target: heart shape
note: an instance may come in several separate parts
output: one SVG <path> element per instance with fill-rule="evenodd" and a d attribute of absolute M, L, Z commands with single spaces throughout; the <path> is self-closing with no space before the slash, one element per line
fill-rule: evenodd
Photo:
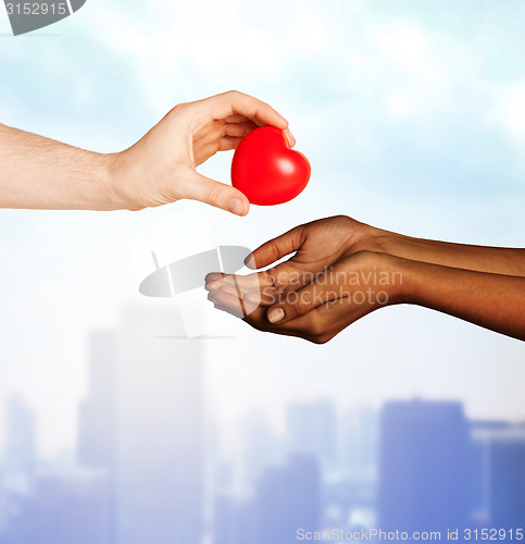
<path fill-rule="evenodd" d="M 285 134 L 275 126 L 261 126 L 247 134 L 235 150 L 232 184 L 251 203 L 273 206 L 296 198 L 310 180 L 310 163 L 290 149 Z"/>

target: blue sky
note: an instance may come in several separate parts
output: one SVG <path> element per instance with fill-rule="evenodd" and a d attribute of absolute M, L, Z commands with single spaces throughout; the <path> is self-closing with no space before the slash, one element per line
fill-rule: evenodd
<path fill-rule="evenodd" d="M 0 393 L 38 410 L 43 452 L 74 440 L 87 334 L 137 298 L 136 240 L 159 220 L 207 213 L 220 243 L 250 247 L 334 213 L 523 246 L 524 15 L 517 1 L 88 0 L 13 38 L 0 11 L 0 122 L 115 151 L 176 103 L 237 88 L 289 119 L 313 169 L 298 199 L 247 219 L 199 203 L 1 212 Z M 228 182 L 229 161 L 202 171 Z M 460 398 L 473 416 L 525 417 L 523 345 L 446 316 L 390 308 L 322 347 L 239 324 L 228 357 L 210 350 L 210 401 L 226 422 L 258 407 L 278 425 L 286 403 L 328 395 Z"/>

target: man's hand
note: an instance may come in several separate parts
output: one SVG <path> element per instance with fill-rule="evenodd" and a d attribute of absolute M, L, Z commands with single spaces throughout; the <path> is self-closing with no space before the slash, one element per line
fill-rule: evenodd
<path fill-rule="evenodd" d="M 285 131 L 295 145 L 288 122 L 248 95 L 229 91 L 179 104 L 137 144 L 113 156 L 112 191 L 121 207 L 132 210 L 188 198 L 246 215 L 250 203 L 242 193 L 196 168 L 217 151 L 235 149 L 262 125 Z"/>
<path fill-rule="evenodd" d="M 293 136 L 268 104 L 237 91 L 175 107 L 129 149 L 102 154 L 0 124 L 0 208 L 140 210 L 183 198 L 246 215 L 248 199 L 196 168 L 253 128 Z"/>

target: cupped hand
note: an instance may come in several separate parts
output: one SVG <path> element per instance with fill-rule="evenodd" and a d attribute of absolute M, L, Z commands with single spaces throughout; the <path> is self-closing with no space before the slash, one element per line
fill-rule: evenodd
<path fill-rule="evenodd" d="M 137 144 L 112 156 L 109 190 L 116 207 L 139 210 L 188 198 L 246 215 L 250 205 L 242 193 L 196 169 L 263 125 L 280 128 L 295 145 L 282 115 L 238 91 L 176 106 Z"/>
<path fill-rule="evenodd" d="M 209 298 L 260 331 L 324 344 L 372 311 L 403 300 L 400 261 L 387 254 L 358 251 L 297 289 L 258 294 L 223 284 L 210 289 Z"/>

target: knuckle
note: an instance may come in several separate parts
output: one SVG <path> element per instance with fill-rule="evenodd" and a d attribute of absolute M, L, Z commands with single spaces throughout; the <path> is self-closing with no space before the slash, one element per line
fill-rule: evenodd
<path fill-rule="evenodd" d="M 330 339 L 330 336 L 327 334 L 318 334 L 311 336 L 309 339 L 313 344 L 321 345 L 321 344 L 326 344 Z"/>
<path fill-rule="evenodd" d="M 221 197 L 222 197 L 222 188 L 221 187 L 212 187 L 208 189 L 207 193 L 207 202 L 210 203 L 211 206 L 218 206 L 221 202 Z"/>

:: Directions for this task ::
Rewrite the whole listing with every "separate parts" swapped for "disconnected pieces" and nothing else changed. Leave out the pictures.

:: Answer in full ::
target: heart shape
note: an instance may come in several disconnected pieces
output: one SVG <path> element per instance with fill-rule="evenodd" and a d attribute of absolute M, L, Z commands with single spaces throughout; the <path> is self-closing with no space before the slash, one element per line
fill-rule: evenodd
Photo:
<path fill-rule="evenodd" d="M 285 134 L 275 126 L 261 126 L 247 134 L 235 150 L 232 184 L 251 203 L 273 206 L 296 198 L 310 180 L 310 163 L 290 149 Z"/>

target: blue sky
note: an instance may come in several disconnected pieces
output: one SVG <path> element per instance with fill-rule="evenodd" and a d attribute of absolute M, L, Z commands with single spaces throughout; the <path> is self-closing with no space before the slash, one element per line
fill-rule: evenodd
<path fill-rule="evenodd" d="M 0 393 L 38 410 L 43 452 L 74 440 L 87 334 L 137 298 L 136 240 L 159 220 L 207 213 L 220 243 L 250 247 L 334 213 L 523 246 L 524 15 L 517 1 L 88 0 L 13 38 L 0 11 L 0 122 L 115 151 L 176 103 L 237 88 L 289 119 L 313 169 L 298 199 L 247 219 L 199 203 L 1 212 Z M 228 182 L 229 161 L 202 171 Z M 460 398 L 473 416 L 525 417 L 523 345 L 446 316 L 390 308 L 322 347 L 239 324 L 228 357 L 210 350 L 210 401 L 226 422 L 258 407 L 278 425 L 286 403 L 328 395 Z"/>

target: man's hand
note: an instance may come in several disconnected pieces
output: one SVG <path> element per instance with fill-rule="evenodd" and a d attribute of absolute M, L, Z commands with single spaces throughout; the <path> is self-closing with no space before the slash, one element per line
fill-rule: evenodd
<path fill-rule="evenodd" d="M 285 131 L 295 145 L 288 122 L 248 95 L 229 91 L 179 104 L 137 144 L 113 156 L 112 191 L 121 207 L 132 210 L 188 198 L 246 215 L 250 203 L 242 193 L 196 168 L 217 151 L 235 149 L 262 125 Z"/>
<path fill-rule="evenodd" d="M 293 136 L 268 104 L 237 91 L 175 107 L 129 149 L 102 154 L 0 124 L 0 208 L 140 210 L 183 198 L 246 215 L 248 199 L 196 168 L 253 128 Z"/>

target: cupped hand
note: an instance may come in several disconnected pieces
output: one SVG <path> element per instance with fill-rule="evenodd" and a d attribute of absolute M, L, Z commands with single spaces throughout; the <path> is self-closing with no space before the slash, one element per line
fill-rule: evenodd
<path fill-rule="evenodd" d="M 137 144 L 112 156 L 109 190 L 116 207 L 139 210 L 188 198 L 246 215 L 250 205 L 242 193 L 196 169 L 263 125 L 280 128 L 295 145 L 282 115 L 238 91 L 176 106 Z"/>
<path fill-rule="evenodd" d="M 209 298 L 260 331 L 324 344 L 372 311 L 403 300 L 400 261 L 387 254 L 358 251 L 297 289 L 258 294 L 223 284 L 210 289 Z"/>

target: knuckle
note: an instance may come in several disconnected pieces
output: one SVG <path> element per instance with fill-rule="evenodd" and a d attribute of absolute M, L, Z commands with single spaces throughout; the <path> is self-closing with no space before the slash, one element per line
fill-rule: evenodd
<path fill-rule="evenodd" d="M 330 339 L 330 336 L 327 334 L 318 334 L 311 336 L 309 339 L 313 344 L 321 345 L 321 344 L 326 344 Z"/>
<path fill-rule="evenodd" d="M 221 197 L 222 197 L 222 188 L 221 187 L 212 187 L 208 189 L 207 193 L 207 202 L 210 203 L 211 206 L 218 206 L 221 202 Z"/>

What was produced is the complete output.